» **Try it**
Below are the records; copy exactly the stretch from the line containing "Attention annotators: the target object for this batch is house." through the line containing "Attention annotators: the target object for this batch is dense", both ends included, and nothing else.

Free-text object descriptions
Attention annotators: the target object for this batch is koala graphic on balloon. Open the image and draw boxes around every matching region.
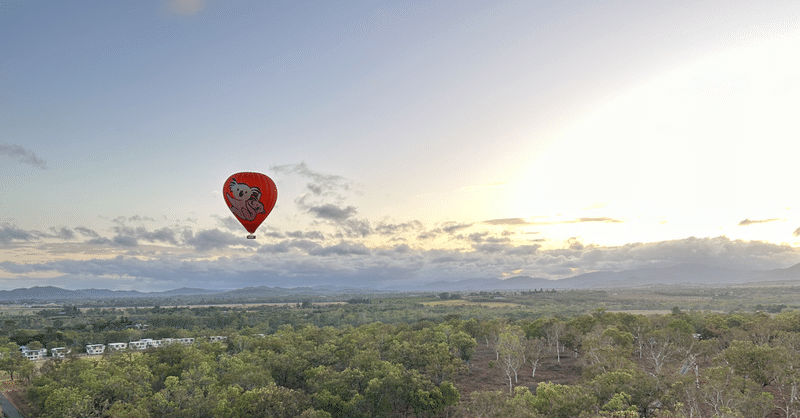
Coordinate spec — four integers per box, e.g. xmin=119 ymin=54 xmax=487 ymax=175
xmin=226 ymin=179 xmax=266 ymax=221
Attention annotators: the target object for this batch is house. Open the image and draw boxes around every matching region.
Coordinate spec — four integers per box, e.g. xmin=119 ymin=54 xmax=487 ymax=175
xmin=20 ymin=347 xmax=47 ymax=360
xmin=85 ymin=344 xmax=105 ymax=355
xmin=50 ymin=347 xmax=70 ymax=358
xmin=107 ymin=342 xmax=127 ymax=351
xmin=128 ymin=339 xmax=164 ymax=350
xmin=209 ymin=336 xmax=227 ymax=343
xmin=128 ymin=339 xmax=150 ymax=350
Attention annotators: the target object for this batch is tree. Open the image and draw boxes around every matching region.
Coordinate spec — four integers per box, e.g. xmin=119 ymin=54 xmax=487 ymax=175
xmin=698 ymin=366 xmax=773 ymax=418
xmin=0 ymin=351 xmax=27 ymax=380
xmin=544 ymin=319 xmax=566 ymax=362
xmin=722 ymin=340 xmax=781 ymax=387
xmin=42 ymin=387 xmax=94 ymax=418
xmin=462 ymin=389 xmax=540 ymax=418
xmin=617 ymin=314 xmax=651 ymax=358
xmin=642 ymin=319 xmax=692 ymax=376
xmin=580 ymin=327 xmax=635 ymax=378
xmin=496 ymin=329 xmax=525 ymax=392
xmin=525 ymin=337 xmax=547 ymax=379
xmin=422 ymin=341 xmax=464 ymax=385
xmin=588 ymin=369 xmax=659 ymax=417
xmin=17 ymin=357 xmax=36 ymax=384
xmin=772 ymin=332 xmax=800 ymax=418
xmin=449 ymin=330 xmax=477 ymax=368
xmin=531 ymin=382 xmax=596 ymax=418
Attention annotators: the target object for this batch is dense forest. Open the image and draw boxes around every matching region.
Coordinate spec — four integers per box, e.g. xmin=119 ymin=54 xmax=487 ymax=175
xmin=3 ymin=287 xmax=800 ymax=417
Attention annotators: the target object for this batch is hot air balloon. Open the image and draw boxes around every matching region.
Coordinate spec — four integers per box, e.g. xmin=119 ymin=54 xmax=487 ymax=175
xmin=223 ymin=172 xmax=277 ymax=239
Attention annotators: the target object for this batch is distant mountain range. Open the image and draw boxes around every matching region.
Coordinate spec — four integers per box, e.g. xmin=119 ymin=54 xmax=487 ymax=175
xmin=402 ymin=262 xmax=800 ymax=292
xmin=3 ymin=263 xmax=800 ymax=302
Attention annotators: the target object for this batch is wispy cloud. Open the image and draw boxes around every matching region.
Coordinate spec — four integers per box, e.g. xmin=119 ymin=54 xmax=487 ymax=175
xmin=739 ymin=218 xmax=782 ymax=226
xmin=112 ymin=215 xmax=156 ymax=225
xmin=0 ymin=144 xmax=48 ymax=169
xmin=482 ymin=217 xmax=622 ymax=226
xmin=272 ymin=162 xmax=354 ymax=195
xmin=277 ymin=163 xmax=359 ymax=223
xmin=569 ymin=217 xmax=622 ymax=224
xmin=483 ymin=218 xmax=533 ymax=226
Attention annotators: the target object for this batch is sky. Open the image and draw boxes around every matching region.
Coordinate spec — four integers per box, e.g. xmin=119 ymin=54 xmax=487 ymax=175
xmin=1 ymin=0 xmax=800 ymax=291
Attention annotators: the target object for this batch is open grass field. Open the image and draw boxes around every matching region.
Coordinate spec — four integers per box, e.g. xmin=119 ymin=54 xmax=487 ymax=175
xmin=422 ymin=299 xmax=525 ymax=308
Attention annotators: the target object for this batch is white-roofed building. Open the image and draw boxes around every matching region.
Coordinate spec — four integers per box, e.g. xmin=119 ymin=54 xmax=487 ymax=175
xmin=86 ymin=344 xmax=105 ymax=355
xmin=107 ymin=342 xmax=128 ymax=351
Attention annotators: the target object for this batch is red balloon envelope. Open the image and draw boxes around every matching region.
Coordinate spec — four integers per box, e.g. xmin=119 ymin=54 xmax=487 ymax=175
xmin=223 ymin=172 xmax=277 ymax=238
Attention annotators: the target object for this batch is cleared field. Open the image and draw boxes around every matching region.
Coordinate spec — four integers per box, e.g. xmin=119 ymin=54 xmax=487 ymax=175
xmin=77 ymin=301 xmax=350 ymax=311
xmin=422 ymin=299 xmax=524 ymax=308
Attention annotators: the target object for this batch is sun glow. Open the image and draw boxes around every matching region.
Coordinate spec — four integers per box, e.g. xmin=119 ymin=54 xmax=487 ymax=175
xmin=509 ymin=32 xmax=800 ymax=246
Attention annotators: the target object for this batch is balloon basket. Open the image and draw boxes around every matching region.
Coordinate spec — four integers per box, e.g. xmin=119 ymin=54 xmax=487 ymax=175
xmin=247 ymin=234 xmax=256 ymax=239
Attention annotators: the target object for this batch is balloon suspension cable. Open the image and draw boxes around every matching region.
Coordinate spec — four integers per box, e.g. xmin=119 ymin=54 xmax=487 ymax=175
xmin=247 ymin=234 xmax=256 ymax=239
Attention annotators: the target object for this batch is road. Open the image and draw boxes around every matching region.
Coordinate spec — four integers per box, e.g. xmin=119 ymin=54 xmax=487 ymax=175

» **Response**
Attention annotators: the target object for this batch is house. Open the image and draw boxes around every matching region.
Coordinate spec — four integers per box, e.g. xmin=119 ymin=54 xmax=487 ymax=175
xmin=20 ymin=347 xmax=47 ymax=360
xmin=85 ymin=344 xmax=105 ymax=355
xmin=50 ymin=347 xmax=70 ymax=358
xmin=107 ymin=342 xmax=127 ymax=351
xmin=128 ymin=339 xmax=164 ymax=350
xmin=209 ymin=336 xmax=227 ymax=343
xmin=128 ymin=339 xmax=150 ymax=350
Attention annotators: the target object for this batch is tree. Open the image and draw boxes around every matching region.
Coordinate spec — four integers per box, e.g. xmin=119 ymin=54 xmax=487 ymax=175
xmin=698 ymin=366 xmax=773 ymax=418
xmin=0 ymin=351 xmax=27 ymax=380
xmin=544 ymin=319 xmax=566 ymax=362
xmin=722 ymin=340 xmax=781 ymax=387
xmin=42 ymin=387 xmax=94 ymax=418
xmin=462 ymin=389 xmax=540 ymax=418
xmin=617 ymin=314 xmax=651 ymax=358
xmin=642 ymin=319 xmax=692 ymax=376
xmin=580 ymin=327 xmax=635 ymax=378
xmin=496 ymin=329 xmax=525 ymax=392
xmin=525 ymin=337 xmax=547 ymax=379
xmin=422 ymin=341 xmax=464 ymax=385
xmin=588 ymin=369 xmax=659 ymax=417
xmin=17 ymin=357 xmax=36 ymax=384
xmin=772 ymin=332 xmax=800 ymax=418
xmin=449 ymin=330 xmax=477 ymax=368
xmin=531 ymin=382 xmax=596 ymax=418
Attention annotators: the target object for this batch is dense forest. Open the image and draw boxes around every matching region.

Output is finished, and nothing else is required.